(EXTRACT begins)

Working in the Creative Industries today
What is the Precariat?
The Precariat – an emerging class, comprising the rapidly growing number of people facing lives of insecurity, moving in and out of jobs that give little meaning to their lives.
Many now feel that the economic landscape is now dominated by McJobs (McDonald’s: low-paid, low-skilled service sector work, often short-term and with very little prospects) and growing job insecurity. The growth of agency work, outsourcing and privatisation, coupled with growing job losses, has also added to a feeling that there are no decent permanent jobs left.
As the world’s labour supply quadrupled, an extra two billion people have become part of the global labour market.
The precariat consists of millions of people dealing with unstable living and labour, permanent insecurity and uncertainty. They are the first class in history whose level of education is higher than the level of labour they can expect to obtain. They do a lot of work which isn’t or is barely recognised and remunerated and are constantly on the edge of unsustainable debt, on mistake or illness could send them to the streets. They have to rely on money wages as, contrary to the salariat, they have no access to paid leaves, medical leaves, pensions etc …
According to Guy Standing, the precariat is split into three factions:
→ The Atavists whose families or communities used to have occupations, pride and status (miners, dockers, etc …). They possess a sense of a relative deprivation of a lost past.
Split into three factions
→ The migrants, the roamer, the minorities, the refugees which he calls the nostalgics for they have no sense of home. They keep their heads down to survive.
→ The progressives go to college or university. They are told that they have a future until they come out and the only thing they have, besides a lack of future, is debt.
We have to build a new income distribution system starting with a basic income. Basic income does not make people lazy, apparently quite the contrary. Guy Standing affirms that with a basic income, people will work more. First of all, I suppose you don’t spend half of your time being brought down by anxiety and uncertainty. Second of all, you work more to improve. And as a bonus, people are more likely to become respectable and decent beings and it makes sense. Once you have basic security, you become more altruistic than others, more tolerant and more inclined to engage in society because you no longer stress about your own situation, sure it can be improved but it is no longer a matter of having a roof over your head or not.

(EXTRACT ends)
(DATA PROVIDED begins)

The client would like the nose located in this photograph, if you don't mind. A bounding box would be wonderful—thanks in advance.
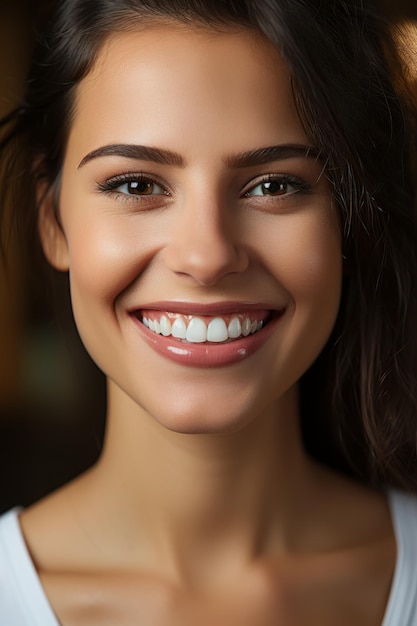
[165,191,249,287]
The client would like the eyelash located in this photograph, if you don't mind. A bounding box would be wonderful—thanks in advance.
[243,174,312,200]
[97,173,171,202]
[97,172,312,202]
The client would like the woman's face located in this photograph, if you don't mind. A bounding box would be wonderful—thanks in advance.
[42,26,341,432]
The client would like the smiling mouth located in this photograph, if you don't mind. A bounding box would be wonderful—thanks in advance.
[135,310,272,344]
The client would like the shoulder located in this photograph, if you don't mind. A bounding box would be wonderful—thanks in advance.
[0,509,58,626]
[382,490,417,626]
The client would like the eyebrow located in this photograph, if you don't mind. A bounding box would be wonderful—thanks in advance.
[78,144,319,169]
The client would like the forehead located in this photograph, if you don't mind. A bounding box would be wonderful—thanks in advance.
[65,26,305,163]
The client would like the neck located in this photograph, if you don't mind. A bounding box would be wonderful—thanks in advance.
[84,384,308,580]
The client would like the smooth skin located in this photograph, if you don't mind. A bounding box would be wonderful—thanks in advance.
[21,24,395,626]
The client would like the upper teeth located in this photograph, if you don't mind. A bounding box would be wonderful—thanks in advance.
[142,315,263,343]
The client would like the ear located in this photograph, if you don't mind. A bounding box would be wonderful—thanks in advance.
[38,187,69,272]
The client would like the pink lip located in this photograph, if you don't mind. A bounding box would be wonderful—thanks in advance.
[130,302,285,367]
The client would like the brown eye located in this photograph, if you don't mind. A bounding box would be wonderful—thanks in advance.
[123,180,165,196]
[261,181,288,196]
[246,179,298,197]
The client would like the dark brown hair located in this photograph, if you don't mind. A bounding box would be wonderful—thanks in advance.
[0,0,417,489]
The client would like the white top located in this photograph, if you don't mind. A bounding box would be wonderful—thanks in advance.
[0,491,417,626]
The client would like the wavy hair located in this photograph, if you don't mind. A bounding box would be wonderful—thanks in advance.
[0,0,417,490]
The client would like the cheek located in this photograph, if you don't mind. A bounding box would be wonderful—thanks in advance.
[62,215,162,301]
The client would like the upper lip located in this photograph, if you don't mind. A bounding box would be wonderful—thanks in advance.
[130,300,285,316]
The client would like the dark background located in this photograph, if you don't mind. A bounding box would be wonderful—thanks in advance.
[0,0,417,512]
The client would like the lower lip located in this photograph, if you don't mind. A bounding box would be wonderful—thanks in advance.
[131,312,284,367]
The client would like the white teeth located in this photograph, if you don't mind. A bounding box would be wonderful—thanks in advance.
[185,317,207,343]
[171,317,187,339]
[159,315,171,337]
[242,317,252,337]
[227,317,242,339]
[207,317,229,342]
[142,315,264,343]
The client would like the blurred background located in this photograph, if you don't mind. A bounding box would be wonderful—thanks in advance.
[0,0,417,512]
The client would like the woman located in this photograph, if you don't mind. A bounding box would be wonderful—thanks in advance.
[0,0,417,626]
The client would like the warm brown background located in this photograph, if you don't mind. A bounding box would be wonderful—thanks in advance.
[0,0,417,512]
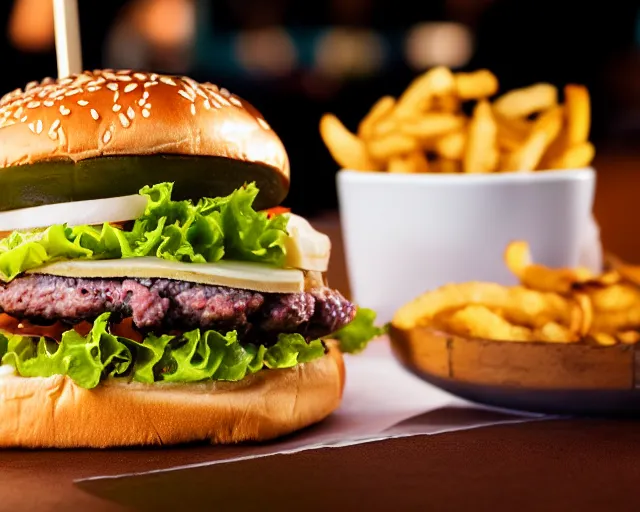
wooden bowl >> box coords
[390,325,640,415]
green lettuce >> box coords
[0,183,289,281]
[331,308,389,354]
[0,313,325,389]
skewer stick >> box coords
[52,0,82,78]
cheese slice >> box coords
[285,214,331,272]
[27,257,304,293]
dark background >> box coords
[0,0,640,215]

(DATA PROVIDED ends)

**QUESTIONS ON THE MATERIAL**
1: List the three factions into which, according to Guy Standing, the precariat is split, as named in the text on the precariat.
2: Return the stretch of the text on the precariat from "The precariat consists" through "a lost past.", copied word for word.

**RESULTS FOR THE EXERCISE**
1:
The Atavists
The nostalgics (the migrants, the roamer, the minorities, the refugees)
The progressives

2:
The precariat consists of millions of people dealing with unstable living and labour, permanent insecurity and uncertainty. They are the first class in history whose level of education is higher than the level of labour they can expect to obtain. They do a lot of work which isn’t or is barely recognised and remunerated and are constantly on the edge of unsustainable debt, on mistake or illness could send them to the streets. They have to rely on money wages as, contrary to the salariat, they have no access to paid leaves, medical leaves, pensions etc …
According to Guy Standing, the precariat is split into three factions:
→ The Atavists whose families or communities used to have occupations, pride and status (miners, dockers, etc …). They possess a sense of a relative deprivation of a lost past.